Registros sin procesar:
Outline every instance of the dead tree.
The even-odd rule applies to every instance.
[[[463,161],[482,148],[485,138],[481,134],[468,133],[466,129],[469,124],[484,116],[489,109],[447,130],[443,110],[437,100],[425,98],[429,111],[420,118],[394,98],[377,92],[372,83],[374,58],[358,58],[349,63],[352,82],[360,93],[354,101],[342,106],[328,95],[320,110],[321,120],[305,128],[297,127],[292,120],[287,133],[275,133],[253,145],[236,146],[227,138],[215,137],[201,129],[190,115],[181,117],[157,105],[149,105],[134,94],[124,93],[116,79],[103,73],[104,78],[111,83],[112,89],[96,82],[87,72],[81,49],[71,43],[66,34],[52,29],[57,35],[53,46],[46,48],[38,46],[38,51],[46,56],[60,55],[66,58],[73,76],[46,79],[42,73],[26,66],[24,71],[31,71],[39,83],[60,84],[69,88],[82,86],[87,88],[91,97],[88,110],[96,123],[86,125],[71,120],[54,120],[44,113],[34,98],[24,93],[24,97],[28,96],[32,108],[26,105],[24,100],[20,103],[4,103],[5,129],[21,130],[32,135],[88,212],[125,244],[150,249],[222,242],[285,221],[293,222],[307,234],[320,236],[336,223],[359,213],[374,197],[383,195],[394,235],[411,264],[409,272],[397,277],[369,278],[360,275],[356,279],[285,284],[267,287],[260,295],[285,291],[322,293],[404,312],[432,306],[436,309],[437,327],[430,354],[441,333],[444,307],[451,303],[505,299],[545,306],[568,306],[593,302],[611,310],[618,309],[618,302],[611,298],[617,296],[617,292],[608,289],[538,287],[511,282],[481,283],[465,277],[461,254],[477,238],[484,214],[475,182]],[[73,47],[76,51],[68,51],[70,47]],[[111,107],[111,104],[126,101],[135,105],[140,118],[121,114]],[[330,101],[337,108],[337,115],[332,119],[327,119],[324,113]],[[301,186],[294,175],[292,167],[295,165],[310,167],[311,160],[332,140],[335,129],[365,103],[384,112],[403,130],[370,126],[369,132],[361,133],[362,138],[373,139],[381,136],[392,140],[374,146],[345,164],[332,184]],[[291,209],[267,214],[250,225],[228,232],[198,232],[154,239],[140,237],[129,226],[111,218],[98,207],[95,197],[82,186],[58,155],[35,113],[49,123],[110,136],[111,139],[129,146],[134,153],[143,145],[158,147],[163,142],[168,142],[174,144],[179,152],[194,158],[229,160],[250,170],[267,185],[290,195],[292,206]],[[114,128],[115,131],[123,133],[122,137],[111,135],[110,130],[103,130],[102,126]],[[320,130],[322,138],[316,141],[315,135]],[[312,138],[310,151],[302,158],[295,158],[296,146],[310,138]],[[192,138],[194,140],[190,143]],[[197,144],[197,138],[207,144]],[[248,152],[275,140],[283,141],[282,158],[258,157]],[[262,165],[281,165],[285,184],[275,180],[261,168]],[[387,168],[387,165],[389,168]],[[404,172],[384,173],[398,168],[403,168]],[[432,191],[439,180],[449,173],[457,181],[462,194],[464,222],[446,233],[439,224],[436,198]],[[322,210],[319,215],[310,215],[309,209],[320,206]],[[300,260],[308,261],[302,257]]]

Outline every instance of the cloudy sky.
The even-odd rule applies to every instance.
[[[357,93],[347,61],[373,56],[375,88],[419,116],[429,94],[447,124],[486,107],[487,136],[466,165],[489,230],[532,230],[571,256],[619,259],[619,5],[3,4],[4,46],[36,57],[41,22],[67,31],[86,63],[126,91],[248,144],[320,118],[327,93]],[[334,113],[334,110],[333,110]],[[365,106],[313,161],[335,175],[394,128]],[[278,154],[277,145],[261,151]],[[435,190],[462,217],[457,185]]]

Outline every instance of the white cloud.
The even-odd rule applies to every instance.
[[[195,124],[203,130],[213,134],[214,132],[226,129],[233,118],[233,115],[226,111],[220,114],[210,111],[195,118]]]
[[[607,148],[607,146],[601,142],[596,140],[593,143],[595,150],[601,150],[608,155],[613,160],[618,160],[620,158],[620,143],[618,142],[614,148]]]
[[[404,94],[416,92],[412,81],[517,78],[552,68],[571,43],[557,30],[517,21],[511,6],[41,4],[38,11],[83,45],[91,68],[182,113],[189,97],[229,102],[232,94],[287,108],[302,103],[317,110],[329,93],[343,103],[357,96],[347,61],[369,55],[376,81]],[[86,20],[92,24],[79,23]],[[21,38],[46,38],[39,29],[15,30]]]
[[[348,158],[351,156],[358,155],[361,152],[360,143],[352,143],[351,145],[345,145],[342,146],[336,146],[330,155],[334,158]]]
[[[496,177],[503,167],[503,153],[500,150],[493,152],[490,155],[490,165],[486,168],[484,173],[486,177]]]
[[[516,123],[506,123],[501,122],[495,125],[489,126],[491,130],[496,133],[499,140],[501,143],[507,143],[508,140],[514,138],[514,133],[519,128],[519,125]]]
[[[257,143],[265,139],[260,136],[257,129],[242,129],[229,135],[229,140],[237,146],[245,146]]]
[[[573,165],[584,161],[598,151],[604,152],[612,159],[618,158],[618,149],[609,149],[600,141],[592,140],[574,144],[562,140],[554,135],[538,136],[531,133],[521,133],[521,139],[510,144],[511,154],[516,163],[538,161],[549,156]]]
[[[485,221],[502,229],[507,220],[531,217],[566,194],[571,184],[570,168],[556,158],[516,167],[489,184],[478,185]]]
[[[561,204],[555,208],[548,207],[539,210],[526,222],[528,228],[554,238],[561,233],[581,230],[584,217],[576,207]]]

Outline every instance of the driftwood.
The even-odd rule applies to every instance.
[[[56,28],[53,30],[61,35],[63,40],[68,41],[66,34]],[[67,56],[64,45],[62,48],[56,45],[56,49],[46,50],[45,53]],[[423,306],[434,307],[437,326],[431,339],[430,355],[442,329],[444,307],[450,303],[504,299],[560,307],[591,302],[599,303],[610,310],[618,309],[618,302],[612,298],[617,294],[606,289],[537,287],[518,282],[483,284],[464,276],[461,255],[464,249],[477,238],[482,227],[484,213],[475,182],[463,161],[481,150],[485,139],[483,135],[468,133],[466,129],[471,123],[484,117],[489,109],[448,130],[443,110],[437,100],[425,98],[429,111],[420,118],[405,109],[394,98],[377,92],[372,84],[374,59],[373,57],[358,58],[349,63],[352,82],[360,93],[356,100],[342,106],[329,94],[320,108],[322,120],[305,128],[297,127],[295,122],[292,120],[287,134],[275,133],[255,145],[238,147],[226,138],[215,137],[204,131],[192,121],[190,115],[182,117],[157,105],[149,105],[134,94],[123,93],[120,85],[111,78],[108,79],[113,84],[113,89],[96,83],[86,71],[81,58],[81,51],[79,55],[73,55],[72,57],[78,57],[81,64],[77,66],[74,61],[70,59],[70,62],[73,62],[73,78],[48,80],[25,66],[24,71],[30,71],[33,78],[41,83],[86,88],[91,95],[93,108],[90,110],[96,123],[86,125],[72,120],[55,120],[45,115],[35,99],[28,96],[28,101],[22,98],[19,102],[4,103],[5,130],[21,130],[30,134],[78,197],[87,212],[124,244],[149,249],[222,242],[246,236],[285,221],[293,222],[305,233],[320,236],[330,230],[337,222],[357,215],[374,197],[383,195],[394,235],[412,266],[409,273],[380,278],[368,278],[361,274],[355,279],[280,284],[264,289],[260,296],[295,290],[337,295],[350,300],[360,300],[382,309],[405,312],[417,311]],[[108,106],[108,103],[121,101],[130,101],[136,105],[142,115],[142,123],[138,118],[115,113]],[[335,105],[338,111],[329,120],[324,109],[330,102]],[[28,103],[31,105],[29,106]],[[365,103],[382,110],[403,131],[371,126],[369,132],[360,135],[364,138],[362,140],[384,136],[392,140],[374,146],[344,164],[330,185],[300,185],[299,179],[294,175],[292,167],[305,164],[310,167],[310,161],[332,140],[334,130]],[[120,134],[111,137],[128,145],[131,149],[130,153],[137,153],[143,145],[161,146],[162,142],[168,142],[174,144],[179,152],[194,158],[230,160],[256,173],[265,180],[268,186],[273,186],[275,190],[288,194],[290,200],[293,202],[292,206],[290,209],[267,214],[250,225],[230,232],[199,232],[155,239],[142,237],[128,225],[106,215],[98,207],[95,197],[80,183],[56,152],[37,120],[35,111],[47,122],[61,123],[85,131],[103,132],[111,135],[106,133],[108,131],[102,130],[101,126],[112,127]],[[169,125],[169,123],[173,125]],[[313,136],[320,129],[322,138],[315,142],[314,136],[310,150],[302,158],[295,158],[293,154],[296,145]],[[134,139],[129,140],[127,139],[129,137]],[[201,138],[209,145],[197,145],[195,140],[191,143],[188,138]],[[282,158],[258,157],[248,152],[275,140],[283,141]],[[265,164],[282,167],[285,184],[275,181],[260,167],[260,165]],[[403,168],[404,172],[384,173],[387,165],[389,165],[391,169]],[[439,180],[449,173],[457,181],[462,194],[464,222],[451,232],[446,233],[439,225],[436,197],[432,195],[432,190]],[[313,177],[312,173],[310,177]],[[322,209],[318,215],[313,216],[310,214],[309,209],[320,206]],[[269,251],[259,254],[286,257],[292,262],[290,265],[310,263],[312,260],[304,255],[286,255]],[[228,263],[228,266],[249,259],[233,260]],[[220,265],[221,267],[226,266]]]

OBJETIVO:
Muestra, copiadas íntegramente, todas las líneas de los ítems en las que aparezca la palabra "Outline".

SOLUCIÓN:
Outline every instance of the dead tree.
Outline every instance of the cloudy sky.
Outline every instance of the white cloud.
Outline every instance of the driftwood.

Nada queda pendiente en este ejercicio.